**What is expected:**
The response should consist of the data below, copied exactly, with no pictures in it.

**Stored data:**
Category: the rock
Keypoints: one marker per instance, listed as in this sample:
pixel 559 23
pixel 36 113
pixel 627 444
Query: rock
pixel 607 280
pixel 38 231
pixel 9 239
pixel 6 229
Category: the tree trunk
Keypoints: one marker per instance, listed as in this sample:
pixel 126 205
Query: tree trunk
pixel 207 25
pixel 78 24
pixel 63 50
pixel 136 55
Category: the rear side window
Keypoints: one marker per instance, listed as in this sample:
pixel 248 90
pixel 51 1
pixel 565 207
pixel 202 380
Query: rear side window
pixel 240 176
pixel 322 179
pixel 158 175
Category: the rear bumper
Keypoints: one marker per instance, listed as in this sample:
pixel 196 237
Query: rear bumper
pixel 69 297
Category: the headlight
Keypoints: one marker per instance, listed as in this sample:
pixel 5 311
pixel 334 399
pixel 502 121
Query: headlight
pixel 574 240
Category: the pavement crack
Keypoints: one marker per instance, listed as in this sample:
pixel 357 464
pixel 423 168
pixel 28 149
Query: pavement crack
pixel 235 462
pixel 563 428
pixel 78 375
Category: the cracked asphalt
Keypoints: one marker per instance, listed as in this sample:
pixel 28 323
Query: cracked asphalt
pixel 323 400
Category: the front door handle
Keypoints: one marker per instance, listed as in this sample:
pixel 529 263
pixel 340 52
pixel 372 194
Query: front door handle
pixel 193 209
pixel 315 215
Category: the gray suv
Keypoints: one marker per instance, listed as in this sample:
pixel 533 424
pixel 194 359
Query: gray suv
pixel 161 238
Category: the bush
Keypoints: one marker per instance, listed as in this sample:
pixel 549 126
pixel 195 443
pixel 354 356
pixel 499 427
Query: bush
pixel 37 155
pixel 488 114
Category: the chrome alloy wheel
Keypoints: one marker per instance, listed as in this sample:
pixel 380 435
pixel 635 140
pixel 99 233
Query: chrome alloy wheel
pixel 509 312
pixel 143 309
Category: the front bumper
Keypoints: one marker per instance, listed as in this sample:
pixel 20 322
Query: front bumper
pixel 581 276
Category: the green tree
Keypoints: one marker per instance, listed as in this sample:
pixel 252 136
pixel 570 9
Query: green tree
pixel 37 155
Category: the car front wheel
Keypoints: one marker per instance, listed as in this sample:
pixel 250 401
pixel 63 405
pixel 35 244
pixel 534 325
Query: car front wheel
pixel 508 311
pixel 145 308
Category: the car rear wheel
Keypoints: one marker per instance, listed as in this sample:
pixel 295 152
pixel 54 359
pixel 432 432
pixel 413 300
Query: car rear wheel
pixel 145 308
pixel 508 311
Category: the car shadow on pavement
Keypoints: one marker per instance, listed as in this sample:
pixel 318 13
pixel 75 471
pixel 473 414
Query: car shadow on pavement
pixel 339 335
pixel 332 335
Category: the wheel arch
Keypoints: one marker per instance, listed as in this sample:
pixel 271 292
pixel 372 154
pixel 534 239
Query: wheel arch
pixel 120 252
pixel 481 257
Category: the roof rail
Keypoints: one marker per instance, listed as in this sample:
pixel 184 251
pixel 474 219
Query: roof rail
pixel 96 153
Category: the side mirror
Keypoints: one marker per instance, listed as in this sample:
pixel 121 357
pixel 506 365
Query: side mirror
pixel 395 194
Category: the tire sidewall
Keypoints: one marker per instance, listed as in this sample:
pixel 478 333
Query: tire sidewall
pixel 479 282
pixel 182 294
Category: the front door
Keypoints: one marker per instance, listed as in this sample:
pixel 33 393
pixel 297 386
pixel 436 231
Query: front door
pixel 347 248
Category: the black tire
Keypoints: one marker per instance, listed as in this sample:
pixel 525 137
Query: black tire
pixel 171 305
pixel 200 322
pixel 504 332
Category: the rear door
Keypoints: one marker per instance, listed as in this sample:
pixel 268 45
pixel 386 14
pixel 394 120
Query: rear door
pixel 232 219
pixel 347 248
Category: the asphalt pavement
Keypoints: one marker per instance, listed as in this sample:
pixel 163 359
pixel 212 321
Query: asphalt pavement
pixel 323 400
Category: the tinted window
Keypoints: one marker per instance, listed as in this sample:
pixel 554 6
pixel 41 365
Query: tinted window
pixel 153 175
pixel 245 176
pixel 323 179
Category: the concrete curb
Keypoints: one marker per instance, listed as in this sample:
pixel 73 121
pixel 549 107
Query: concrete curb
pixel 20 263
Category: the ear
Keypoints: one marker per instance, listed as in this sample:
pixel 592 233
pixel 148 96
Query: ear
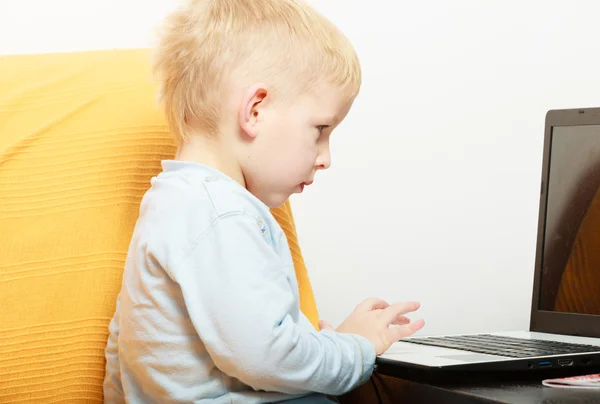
pixel 251 109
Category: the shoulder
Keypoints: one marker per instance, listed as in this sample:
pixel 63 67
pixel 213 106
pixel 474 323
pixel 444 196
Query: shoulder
pixel 185 204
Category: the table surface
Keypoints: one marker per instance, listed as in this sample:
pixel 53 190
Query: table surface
pixel 395 390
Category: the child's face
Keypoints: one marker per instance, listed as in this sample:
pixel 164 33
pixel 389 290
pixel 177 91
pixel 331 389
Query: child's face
pixel 292 143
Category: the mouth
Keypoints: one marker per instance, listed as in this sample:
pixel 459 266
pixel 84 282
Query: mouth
pixel 304 184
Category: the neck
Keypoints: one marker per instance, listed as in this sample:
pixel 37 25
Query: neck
pixel 203 149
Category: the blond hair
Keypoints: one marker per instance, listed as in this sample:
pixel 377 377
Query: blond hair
pixel 207 46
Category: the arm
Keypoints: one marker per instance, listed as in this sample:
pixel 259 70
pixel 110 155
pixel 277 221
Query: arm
pixel 242 306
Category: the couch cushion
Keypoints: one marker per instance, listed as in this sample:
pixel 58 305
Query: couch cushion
pixel 80 138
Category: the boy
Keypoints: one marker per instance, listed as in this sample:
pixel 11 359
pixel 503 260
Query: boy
pixel 209 310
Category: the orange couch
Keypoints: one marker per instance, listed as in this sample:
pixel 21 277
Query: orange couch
pixel 80 138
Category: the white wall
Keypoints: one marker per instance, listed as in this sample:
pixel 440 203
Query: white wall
pixel 433 194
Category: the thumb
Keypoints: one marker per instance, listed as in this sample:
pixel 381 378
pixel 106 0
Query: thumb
pixel 324 325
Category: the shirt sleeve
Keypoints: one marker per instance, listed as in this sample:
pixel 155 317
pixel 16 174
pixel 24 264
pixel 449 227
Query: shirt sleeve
pixel 241 303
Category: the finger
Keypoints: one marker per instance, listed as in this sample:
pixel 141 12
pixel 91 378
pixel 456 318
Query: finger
pixel 403 331
pixel 324 325
pixel 401 320
pixel 372 304
pixel 393 311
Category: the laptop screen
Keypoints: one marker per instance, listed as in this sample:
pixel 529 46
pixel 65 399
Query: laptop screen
pixel 570 279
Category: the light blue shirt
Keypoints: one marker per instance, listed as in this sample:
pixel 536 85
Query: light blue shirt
pixel 209 309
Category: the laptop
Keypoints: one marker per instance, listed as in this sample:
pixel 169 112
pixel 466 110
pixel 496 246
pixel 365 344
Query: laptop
pixel 564 329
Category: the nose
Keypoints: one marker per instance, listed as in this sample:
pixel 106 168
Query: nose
pixel 323 159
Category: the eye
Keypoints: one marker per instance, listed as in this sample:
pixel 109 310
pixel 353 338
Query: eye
pixel 321 128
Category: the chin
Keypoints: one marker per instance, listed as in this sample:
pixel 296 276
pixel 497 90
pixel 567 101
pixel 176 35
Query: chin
pixel 275 201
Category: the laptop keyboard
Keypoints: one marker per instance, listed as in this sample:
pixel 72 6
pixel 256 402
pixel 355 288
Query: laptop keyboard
pixel 504 346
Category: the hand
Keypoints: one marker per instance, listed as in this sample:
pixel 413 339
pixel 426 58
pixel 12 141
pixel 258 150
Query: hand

**Written response:**
Category: the rock
Keypoints: one marker per instance, listed as in this sample:
pixel 559 23
pixel 36 113
pixel 627 444
Query: rock
pixel 607 280
pixel 38 231
pixel 9 239
pixel 6 229
Category: the tree trunk
Keypoints: one marker per instance, listed as in this sample:
pixel 126 205
Query: tree trunk
pixel 207 25
pixel 78 24
pixel 63 50
pixel 136 55
Category: the rear side window
Keypoints: one marker per instance, listed as in this sample:
pixel 248 90
pixel 51 1
pixel 565 207
pixel 202 380
Query: rear side window
pixel 240 176
pixel 322 179
pixel 158 175
Category: the rear bumper
Keypoints: one marker per instance, listed as in this sample:
pixel 196 237
Query: rear bumper
pixel 69 297
Category: the headlight
Keypoints: one marker per instance, listed as in this sample:
pixel 5 311
pixel 334 399
pixel 502 121
Query: headlight
pixel 574 240
Category: the pavement crack
Keypoints: one marker per instance, listed as in this sample:
pixel 357 464
pixel 423 168
pixel 28 149
Query: pavement crack
pixel 235 462
pixel 563 428
pixel 78 375
Category: the cracked asphalt
Keypoints: one marker per instance, listed as in this sample:
pixel 28 323
Query: cracked asphalt
pixel 323 400
Category: the front door handle
Keypoints: one marker per instance, listed as in this sample:
pixel 529 263
pixel 340 52
pixel 372 194
Query: front door handle
pixel 193 209
pixel 315 215
Category: the gray suv
Keypoints: one marker per instance, listed as in this sample:
pixel 533 424
pixel 194 359
Query: gray suv
pixel 161 238
Category: the bush
Keypoints: one marker per instance, listed as in this sample:
pixel 549 126
pixel 195 443
pixel 354 356
pixel 499 427
Query: bush
pixel 37 155
pixel 488 114
Category: the chrome alloy wheel
Keypoints: one marker per instance, listed as in this sample:
pixel 380 435
pixel 635 140
pixel 99 233
Query: chrome alloy wheel
pixel 509 312
pixel 143 309
Category: the front bumper
Keypoints: one marker per instance, listed as in this sample:
pixel 20 322
Query: front bumper
pixel 581 276
Category: the green tree
Keypoints: one marker per instance, listed as in this sample:
pixel 252 136
pixel 570 9
Query: green tree
pixel 37 155
Category: the car front wheel
Keypoints: one marker per instance, listed as in this sample:
pixel 250 401
pixel 63 405
pixel 35 244
pixel 534 325
Query: car front wheel
pixel 508 311
pixel 145 308
Category: the car rear wheel
Keypoints: one marker per instance, listed as in this sample:
pixel 295 152
pixel 54 359
pixel 432 432
pixel 413 300
Query: car rear wheel
pixel 145 308
pixel 508 311
Category: the car shadow on pavement
Keypoints: one marker per instance, listed as in this sample:
pixel 318 13
pixel 75 471
pixel 473 414
Query: car shadow on pavement
pixel 339 335
pixel 332 335
Category: the wheel arch
Keypoints: one marker per instance, listed as in this sample:
pixel 271 292
pixel 372 154
pixel 534 239
Query: wheel arch
pixel 120 252
pixel 481 257
Category: the roof rail
Keypoints: one marker per instance, listed as in this sample:
pixel 184 251
pixel 474 219
Query: roof rail
pixel 96 153
Category: the side mirror
Keypoints: one marker per instance, listed as in this sample:
pixel 121 357
pixel 506 365
Query: side mirror
pixel 395 194
Category: the tire sidewall
Keypoints: one marker per instance, listed as in this sample:
pixel 478 333
Query: tire sidewall
pixel 479 282
pixel 182 294
Category: the front door
Keypoints: one marker per instance, listed as in this sample:
pixel 33 393
pixel 297 386
pixel 436 231
Query: front door
pixel 347 248
Category: the black tire
Keypoints: one marker per instance, listed as in this sample:
pixel 525 137
Query: black tire
pixel 171 305
pixel 200 322
pixel 504 332
Category: the rear door
Keypoints: one marker per instance, listed as in this sample:
pixel 268 45
pixel 386 14
pixel 394 120
Query: rear door
pixel 232 219
pixel 347 248
Category: the asphalt pavement
Keypoints: one marker per instance, listed as in this sample:
pixel 163 359
pixel 212 321
Query: asphalt pavement
pixel 323 400
Category: the tinted window
Keypoints: one marker per instance, listed as in this sample:
pixel 554 6
pixel 41 365
Query: tinted window
pixel 153 175
pixel 245 176
pixel 323 179
Category: the concrete curb
Keypoints: one marker per instance, listed as in this sample:
pixel 73 121
pixel 549 107
Query: concrete curb
pixel 20 263
Category: the ear
Keypoints: one marker per instance, listed as in this sample:
pixel 592 233
pixel 148 96
Query: ear
pixel 251 109
Category: the shoulder
Keypoints: one marker per instance, listed as in this sample:
pixel 63 67
pixel 213 106
pixel 474 323
pixel 444 196
Query: shoulder
pixel 185 204
Category: the table surface
Keypoints: one marker per instance, listed as in this sample:
pixel 53 190
Query: table surface
pixel 395 390
Category: the child's face
Keypoints: one marker per instance, listed as in this sample:
pixel 164 33
pixel 389 290
pixel 177 91
pixel 331 389
Query: child's face
pixel 292 143
Category: the mouth
Keypoints: one marker per instance, listed as in this sample:
pixel 459 266
pixel 84 282
Query: mouth
pixel 304 184
Category: the neck
Keypoints: one marker per instance, listed as in this sample:
pixel 37 25
Query: neck
pixel 203 149
Category: the blond hair
Keypoints: one marker per instance, listed as in this sample:
pixel 377 377
Query: blond hair
pixel 207 46
Category: the arm
Keypoints: one marker per instance, listed as in this sample:
pixel 259 70
pixel 110 155
pixel 277 221
Query: arm
pixel 242 306
Category: the couch cushion
Keypoints: one marker per instance, listed as in this sample:
pixel 58 305
Query: couch cushion
pixel 80 138
Category: the boy
Keypoints: one marker per instance, listed as in this sample:
pixel 11 359
pixel 503 260
Query: boy
pixel 209 310
Category: the orange couch
Keypoints: one marker per instance, listed as in this sample:
pixel 21 277
Query: orange couch
pixel 80 138
Category: the white wall
Keypoints: one marker per instance, listed as in this sample:
pixel 440 203
Query: white wall
pixel 433 194
Category: the thumb
Keypoints: one marker per instance, listed as in this sample:
pixel 381 378
pixel 106 0
Query: thumb
pixel 324 325
Category: the shirt sleeve
Keypoints: one marker per instance, listed as in this sample:
pixel 155 317
pixel 16 174
pixel 24 264
pixel 449 227
Query: shirt sleeve
pixel 241 303
Category: the finger
Keypoints: one marker per instance, listed as in this sample:
pixel 141 12
pixel 91 378
pixel 456 318
Query: finger
pixel 403 331
pixel 324 325
pixel 401 320
pixel 372 304
pixel 393 311
Category: the laptop screen
Keypoints: one marker per instance, listed as in this sample:
pixel 529 46
pixel 65 399
Query: laptop screen
pixel 570 279
Category: the light blue shirt
Keypoints: one marker per instance, listed as in this sample:
pixel 536 85
Query: light blue shirt
pixel 209 309
Category: the laptop
Keypoints: one marker per instance, listed as in this sample:
pixel 169 112
pixel 466 110
pixel 496 246
pixel 365 344
Query: laptop
pixel 564 329
Category: the nose
Keypoints: one marker per instance, listed as in this sample:
pixel 106 168
Query: nose
pixel 323 159
Category: the eye
Keypoints: one marker per instance, listed as in this sample:
pixel 109 310
pixel 353 338
Query: eye
pixel 321 128
Category: the chin
Keypoints: one marker per instance, listed as in this sample:
pixel 296 276
pixel 497 90
pixel 567 101
pixel 176 35
Query: chin
pixel 275 201
Category: the laptop keyboard
Keypoints: one marker per instance, listed as in this sample:
pixel 72 6
pixel 256 402
pixel 355 288
Query: laptop keyboard
pixel 504 346
Category: the hand
Keypoints: one marker per instance, listed as in this sample:
pixel 413 339
pixel 426 58
pixel 12 141
pixel 258 150
Query: hand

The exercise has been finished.